### REQUEST
Arrange the records below as a Markdown table with the columns Row and Line. Number each nonblank line in order and omit blank lines.

### SUPPLIED DATA
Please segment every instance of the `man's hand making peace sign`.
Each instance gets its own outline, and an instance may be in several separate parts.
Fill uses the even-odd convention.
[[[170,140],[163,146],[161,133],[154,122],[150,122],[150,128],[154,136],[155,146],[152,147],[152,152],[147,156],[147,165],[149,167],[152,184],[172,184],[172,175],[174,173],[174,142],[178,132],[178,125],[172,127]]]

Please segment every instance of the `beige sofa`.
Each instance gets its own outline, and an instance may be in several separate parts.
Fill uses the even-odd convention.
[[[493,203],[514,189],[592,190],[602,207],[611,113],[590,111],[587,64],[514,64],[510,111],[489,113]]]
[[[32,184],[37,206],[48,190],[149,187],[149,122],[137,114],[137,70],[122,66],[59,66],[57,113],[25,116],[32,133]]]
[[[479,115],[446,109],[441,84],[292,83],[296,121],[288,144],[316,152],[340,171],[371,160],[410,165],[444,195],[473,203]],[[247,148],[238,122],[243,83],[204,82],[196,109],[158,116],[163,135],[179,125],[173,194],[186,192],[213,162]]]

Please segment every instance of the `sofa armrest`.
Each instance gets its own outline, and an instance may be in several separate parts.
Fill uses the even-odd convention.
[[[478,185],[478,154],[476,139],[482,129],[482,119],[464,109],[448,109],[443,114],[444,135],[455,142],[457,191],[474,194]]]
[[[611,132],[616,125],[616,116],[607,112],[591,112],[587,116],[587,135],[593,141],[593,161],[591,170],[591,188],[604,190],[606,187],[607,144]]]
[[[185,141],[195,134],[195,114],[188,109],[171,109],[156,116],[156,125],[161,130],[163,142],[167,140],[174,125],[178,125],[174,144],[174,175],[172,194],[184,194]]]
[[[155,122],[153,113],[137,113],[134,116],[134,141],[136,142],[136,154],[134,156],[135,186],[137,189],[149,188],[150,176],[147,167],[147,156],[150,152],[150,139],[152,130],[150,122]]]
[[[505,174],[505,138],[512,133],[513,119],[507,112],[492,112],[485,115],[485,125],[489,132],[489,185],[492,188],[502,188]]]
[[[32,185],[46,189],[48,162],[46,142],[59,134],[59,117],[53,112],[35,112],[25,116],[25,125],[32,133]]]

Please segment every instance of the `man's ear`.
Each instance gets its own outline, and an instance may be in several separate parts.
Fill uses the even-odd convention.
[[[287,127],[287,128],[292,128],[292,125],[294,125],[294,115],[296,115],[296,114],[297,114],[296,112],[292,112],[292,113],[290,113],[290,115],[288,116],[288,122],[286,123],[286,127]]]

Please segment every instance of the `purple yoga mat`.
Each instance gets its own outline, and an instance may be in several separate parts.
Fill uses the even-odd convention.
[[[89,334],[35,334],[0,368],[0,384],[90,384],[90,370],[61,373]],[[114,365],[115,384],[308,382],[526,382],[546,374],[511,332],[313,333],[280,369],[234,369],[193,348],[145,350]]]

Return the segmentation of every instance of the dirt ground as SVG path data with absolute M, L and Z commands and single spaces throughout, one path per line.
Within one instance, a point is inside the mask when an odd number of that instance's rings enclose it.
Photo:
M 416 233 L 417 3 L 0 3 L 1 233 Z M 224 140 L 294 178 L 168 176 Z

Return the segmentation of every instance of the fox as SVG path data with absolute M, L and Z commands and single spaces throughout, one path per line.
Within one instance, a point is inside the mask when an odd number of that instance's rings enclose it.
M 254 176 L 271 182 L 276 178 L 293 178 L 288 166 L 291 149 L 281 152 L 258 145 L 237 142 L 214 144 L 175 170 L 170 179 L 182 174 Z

### EXERCISE OUTPUT
| Row | Line |
|---|---|
| 1 | Please segment every instance of the `man's hand making peace sign`. |
| 2 | Each instance gets its own outline, and an instance may be in several separate parts. |
| 3 | Fill uses the even-odd convention. |
| 4 | [[[170,140],[163,146],[161,133],[154,122],[150,122],[150,128],[154,136],[155,146],[152,147],[152,152],[147,156],[147,165],[149,167],[152,184],[172,184],[172,175],[174,173],[174,142],[178,132],[178,125],[172,127]]] |
| 5 | Please segment every instance of the `beige sofa`. |
| 6 | Each instance gets its own outline, and an instance may be in several separate parts. |
| 7 | Fill uses the even-odd convention. |
| 8 | [[[493,203],[514,189],[592,190],[602,207],[611,113],[590,111],[587,64],[514,64],[510,111],[489,113]]] |
| 9 | [[[32,184],[37,206],[48,190],[149,187],[149,122],[137,114],[137,70],[122,66],[59,66],[57,113],[25,116],[32,133]]] |
| 10 | [[[479,115],[446,109],[441,84],[292,83],[296,121],[288,144],[316,152],[340,171],[371,160],[410,165],[444,195],[473,203]],[[247,148],[238,122],[243,83],[204,82],[196,109],[158,116],[163,135],[179,125],[173,194],[186,192],[213,162]]] |
| 11 | Please segment every instance of the `sofa armrest`. |
| 12 | Each instance gets its own outline, and an instance may be in several separate parts. |
| 13 | Fill uses the even-odd convention. |
| 14 | [[[478,185],[478,154],[476,139],[482,129],[482,119],[464,109],[448,109],[443,114],[444,135],[455,142],[457,191],[474,194]]] |
| 15 | [[[611,132],[616,125],[616,116],[607,112],[591,112],[587,116],[587,135],[593,141],[593,161],[591,170],[591,188],[604,190],[606,187],[607,144]]] |
| 16 | [[[185,141],[195,134],[195,114],[188,109],[171,109],[156,116],[156,125],[161,130],[163,142],[167,140],[174,125],[178,125],[174,144],[174,175],[172,194],[184,194]]] |
| 17 | [[[155,122],[153,113],[137,113],[134,116],[134,141],[136,142],[136,154],[134,156],[135,186],[137,189],[149,188],[150,176],[147,167],[147,156],[150,152],[150,139],[152,130],[150,122]]] |
| 18 | [[[505,174],[505,138],[512,133],[513,119],[507,112],[492,112],[485,115],[485,125],[489,132],[489,185],[492,188],[502,188]]] |
| 19 | [[[32,185],[46,189],[48,162],[46,142],[59,134],[59,117],[53,112],[35,112],[25,116],[25,125],[32,133]]] |
| 20 | Please segment every instance of the `man's ear`. |
| 21 | Each instance gets its own outline, and an instance may be in several separate parts. |
| 22 | Fill uses the even-odd convention. |
| 23 | [[[287,127],[287,128],[292,128],[292,125],[294,125],[294,115],[296,115],[296,114],[297,114],[296,112],[292,112],[292,113],[290,113],[290,115],[288,116],[288,122],[286,123],[286,127]]] |
| 24 | Please segment every instance of the `purple yoga mat`. |
| 25 | Each instance gets its own outline, and an instance may be in several separate parts. |
| 26 | Fill uses the even-odd convention. |
| 27 | [[[89,334],[35,334],[0,368],[0,384],[90,384],[90,370],[61,373]],[[114,365],[115,384],[308,382],[526,382],[546,374],[511,332],[313,333],[280,369],[234,369],[193,348],[145,350]]] |
| 28 | Return the segmentation of every instance of the dirt ground as SVG path data with absolute M, L and Z commands and single spaces throughout, one path per line. |
| 29 | Within one instance, a point is inside the mask when an odd number of that instance's rings enclose it. |
| 30 | Photo: |
| 31 | M 416 233 L 417 3 L 0 3 L 1 233 Z M 224 140 L 294 178 L 168 176 Z |
| 32 | Return the segmentation of every instance of the fox as SVG path data with absolute M, L and Z commands and single spaces throughout, one path per line. |
| 33 | Within one instance, a point is inside the mask when an odd number of that instance's rings enclose it. |
| 34 | M 254 176 L 271 182 L 276 178 L 293 178 L 288 166 L 291 149 L 281 152 L 258 145 L 237 142 L 214 144 L 175 170 L 170 179 L 182 174 Z |